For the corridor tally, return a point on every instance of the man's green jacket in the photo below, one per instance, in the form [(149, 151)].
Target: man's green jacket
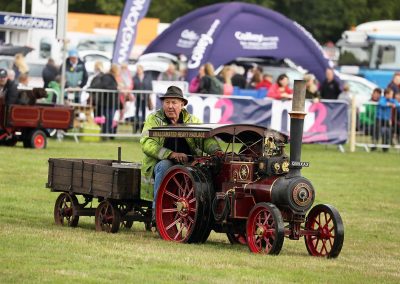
[(154, 151)]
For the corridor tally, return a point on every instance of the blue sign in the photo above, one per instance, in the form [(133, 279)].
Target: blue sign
[(134, 10), (16, 21)]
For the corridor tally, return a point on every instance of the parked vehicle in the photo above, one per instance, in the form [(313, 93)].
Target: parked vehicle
[(31, 124), (371, 50), (360, 87)]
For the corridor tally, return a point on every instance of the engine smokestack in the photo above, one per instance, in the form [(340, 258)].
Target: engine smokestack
[(296, 127)]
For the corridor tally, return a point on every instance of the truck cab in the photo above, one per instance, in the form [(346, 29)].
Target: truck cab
[(371, 50)]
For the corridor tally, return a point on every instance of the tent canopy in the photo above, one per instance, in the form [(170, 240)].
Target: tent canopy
[(222, 32)]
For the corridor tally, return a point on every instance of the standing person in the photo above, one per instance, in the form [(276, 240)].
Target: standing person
[(396, 118), (23, 80), (170, 74), (209, 84), (238, 79), (19, 65), (76, 75), (330, 88), (8, 88), (141, 81), (125, 86), (226, 75), (266, 82), (367, 118), (255, 79), (96, 83), (384, 118), (49, 72), (280, 90), (162, 153), (312, 92), (345, 96), (395, 83), (194, 86), (108, 103)]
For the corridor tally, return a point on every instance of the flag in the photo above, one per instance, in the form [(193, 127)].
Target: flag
[(134, 10)]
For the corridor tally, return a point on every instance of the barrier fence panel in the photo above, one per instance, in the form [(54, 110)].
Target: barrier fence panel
[(377, 131), (108, 113)]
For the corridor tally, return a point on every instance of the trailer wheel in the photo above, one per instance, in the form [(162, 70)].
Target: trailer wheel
[(327, 224), (126, 224), (65, 210), (107, 217), (265, 229), (11, 142), (36, 139), (177, 206), (237, 238)]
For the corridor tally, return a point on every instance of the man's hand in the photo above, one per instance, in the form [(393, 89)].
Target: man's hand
[(178, 157), (219, 153)]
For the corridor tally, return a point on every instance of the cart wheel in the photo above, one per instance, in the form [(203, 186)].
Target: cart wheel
[(177, 205), (127, 224), (107, 217), (237, 238), (65, 210), (147, 226), (36, 139), (265, 229), (11, 142), (328, 239)]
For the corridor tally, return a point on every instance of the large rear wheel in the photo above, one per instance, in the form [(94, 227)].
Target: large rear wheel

• _The request_
Write the entries above out in full, exactly, with no images.

• _Answer in full_
For the corridor tally, return a point on every instance of the man's green jacket in the photo below, one per instance, in the form [(149, 151)].
Target: man's green jacket
[(154, 151)]
For the corridor tally, return a point on every instance of the blue sign in the photo above, one per instance, in the form [(133, 279)].
Target: blue sign
[(134, 10), (16, 21)]
For the corridor tally, return a point on every instance of the parked vehicle in the photo above, one per instance, in the form [(313, 93)].
Target: parked vehicle
[(31, 124), (371, 50), (360, 87)]
For the corridor tally, return a point on every instance of the engine smokestack in the photo above, one per instance, in the form [(340, 258)].
Target: engine smokestack
[(296, 127)]
For the corridor tally, return a point on every instance of the truck cab in the photo above, one per instance, in the form [(346, 29)].
Target: truck cab
[(371, 50)]
For the corridor tally, return a point on every instance of the tent canopy in the photo above, one per instance, in the form [(170, 240)].
Target: tent canopy
[(222, 32)]
For the corridor tally, return a point on every instance of the standing person in the photo above, one per instance, in the form [(276, 240)].
Target: standing person
[(396, 118), (23, 80), (170, 74), (209, 84), (238, 79), (19, 65), (76, 75), (330, 88), (8, 88), (141, 81), (125, 86), (226, 75), (266, 82), (367, 118), (255, 79), (96, 83), (384, 118), (49, 72), (280, 90), (162, 153), (312, 92), (345, 96), (395, 83), (194, 86), (108, 103)]
For the corridor tally, return a point on every instance of the flag in the photo above, one per instance, in the form [(193, 127)].
Target: flag
[(134, 10)]
For the corridor tally, return a point on every instance of the barrier fence panel in the photo above, one per instance, in the form [(54, 110)].
Target: barrier fence panel
[(377, 131), (108, 113)]
For the corridor tally, return a point on every instance of the trailer wheel in the photo above, one per instance, in the form [(162, 70)].
Target: trailer wheel
[(327, 224), (126, 224), (65, 210), (107, 217), (265, 229), (11, 142), (36, 139), (177, 206), (237, 238)]
For the corridor tally, return a point on every instance of the man's hand in the photo above, one per instance, in the form [(393, 89)].
Target: man's hand
[(178, 157), (219, 153)]
For the corridor tally, return a point on every instance of the cart wheel in the photo above, one per instance, in the form [(203, 186)].
Target: cart wheel
[(177, 205), (127, 224), (107, 217), (237, 238), (65, 210), (147, 226), (36, 139), (265, 229), (11, 142), (328, 239)]
For the corridor tally, return a point on every instance of the large rear wheel in the photo above, one per instance, in the form [(94, 227)].
Target: large rear wheel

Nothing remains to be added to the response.